# Input data
──────

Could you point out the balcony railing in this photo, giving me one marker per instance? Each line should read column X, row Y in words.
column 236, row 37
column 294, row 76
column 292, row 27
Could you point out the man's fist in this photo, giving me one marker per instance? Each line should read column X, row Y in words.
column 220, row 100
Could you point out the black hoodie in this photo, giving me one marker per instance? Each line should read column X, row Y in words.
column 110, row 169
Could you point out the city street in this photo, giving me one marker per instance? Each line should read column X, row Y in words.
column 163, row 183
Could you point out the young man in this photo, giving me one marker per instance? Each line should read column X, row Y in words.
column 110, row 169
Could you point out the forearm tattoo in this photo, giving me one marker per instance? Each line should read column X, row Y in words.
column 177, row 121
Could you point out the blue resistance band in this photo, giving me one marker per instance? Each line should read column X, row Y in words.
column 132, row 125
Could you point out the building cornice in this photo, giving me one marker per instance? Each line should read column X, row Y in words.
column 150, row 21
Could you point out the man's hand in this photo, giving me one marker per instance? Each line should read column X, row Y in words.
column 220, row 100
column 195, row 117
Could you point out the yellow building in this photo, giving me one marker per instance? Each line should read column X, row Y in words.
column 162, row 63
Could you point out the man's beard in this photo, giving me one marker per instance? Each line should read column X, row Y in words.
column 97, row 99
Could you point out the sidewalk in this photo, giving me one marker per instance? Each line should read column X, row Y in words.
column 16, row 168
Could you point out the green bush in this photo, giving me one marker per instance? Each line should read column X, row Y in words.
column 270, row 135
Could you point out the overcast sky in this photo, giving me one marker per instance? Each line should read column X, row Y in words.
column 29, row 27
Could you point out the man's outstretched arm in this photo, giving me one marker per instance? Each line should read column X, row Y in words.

──────

# Goal of the exercise
Each line from the one that holds "Could you point out the building" to the end of the records above should be transcribed exactly, both ends included.

# Reply
Could you point out the building cornice in this photo, giving me one marker per instance? Each line should read column X, row Y in words.
column 150, row 21
Could you point out the man's hand in this photo, giving me one marker per instance? Each line should read column X, row Y in words.
column 220, row 100
column 195, row 117
Could you point out the yellow building in this photo, giving me one marker per instance? Each line should read column X, row Y in words.
column 162, row 63
Could you point out the man's beard in this photo, giving me one marker per instance? Each line should read column X, row Y in words.
column 97, row 99
Could you point out the sidewalk in this photo, giving me one marker per instance? Each line should read column X, row Y in words.
column 16, row 168
Could you point out the green bush in this photo, giving me one marker per instance? Each line should read column X, row Y in words.
column 270, row 135
Could you point out the overcast sky in this photo, giving me one marker per instance? Each line should read column X, row Y in words.
column 29, row 27
Could you point out the man's outstretched arm in this photo, giving me one marker per instance? Each line should read column X, row Y in words.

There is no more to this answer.